Case 4

1.How does a CPU process data?

a) The control unit fetches (gets) the instruction from memory.

b) The control unit decodes the instruction (decides what it means) and directs that the necessary data be moved from memory to the arithmetic/logic unit. These first two steps together are called instruction time, or I-time.

c) The arithmetic/logic unit executes the arithmetic or logical instruction. That is, the ALU is given control and performs the actual operation on the data.

d) The arithmetic / logic unit stores the result of this operation in memory or in a register. Steps 3 and 4 together are called execution time, or E-time.

2. What is the very 1^st CPU? Who is its inventor?

In November, 1971, a company called Intel publicly introduced the world's first single chip microprocessor, the Intel 4004 (U.S. Patent #3,821,715), invented by Intel engineers Federico Faggin, Ted Hoff, and Stanley Mazor. After the invention of integrated circuits revolutionized computer design, the only place to go was down -- in size that is. The Intel 4004 chip took the integrated circuit down one step further by placing all the parts that made a computer think (i.e. central processing unit, memory, input and output controls) on one small chip. Programming intelligence into inanimate objects had now become possible.

### GIVEN INFORMATION

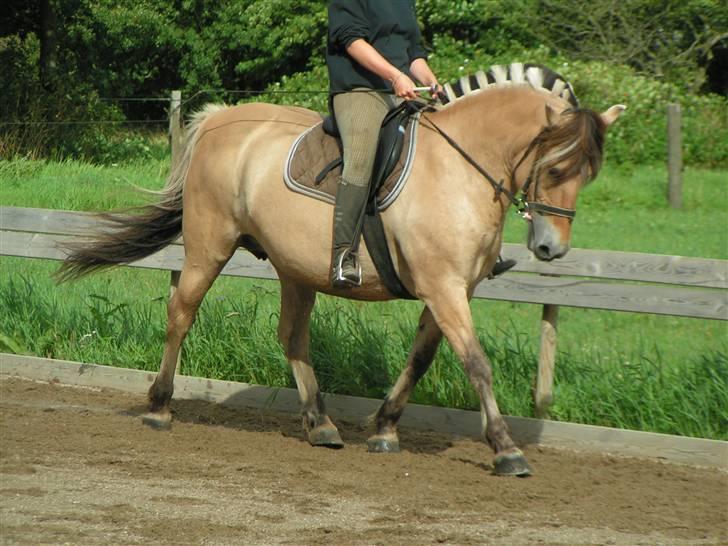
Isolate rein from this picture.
[422,112,576,220]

### GIVEN REQUEST A
Transcribe the part of the CPU text that opens with the words containing "a) The control" and closes with "time, or I-time.".
### GIVEN REQUEST B
Based on the CPU text, say whether each statement agrees with it, answering yes or no and quoting the words that decide it: (i) Intel introduced the Intel 4004 in November 1971. (ii) The control unit executes the arithmetic or logical instruction. (iii) Fetching and decoding the instruction are together called instruction time.
### GIVEN REQUEST C
What U.S. patent number does the CPU text give for the Intel 4004?

### WRITTEN ANSWER A
a) The control unit fetches (gets) the instruction from memory.

b) The control unit decodes the instruction (decides what it means) and directs that the necessary data be moved from memory to the arithmetic/logic unit. These first two steps together are called instruction time, or I-time.

### WRITTEN ANSWER B
(i) Yes: "In November, 1971, a company called Intel publicly introduced the world's first single chip microprocessor, the Intel 4004"
(ii) No: "The arithmetic/logic unit executes the arithmetic or logical instruction."
(iii) Yes: "These first two steps together are called instruction time, or I-time."

### WRITTEN ANSWER C
U.S. Patent #3,821,715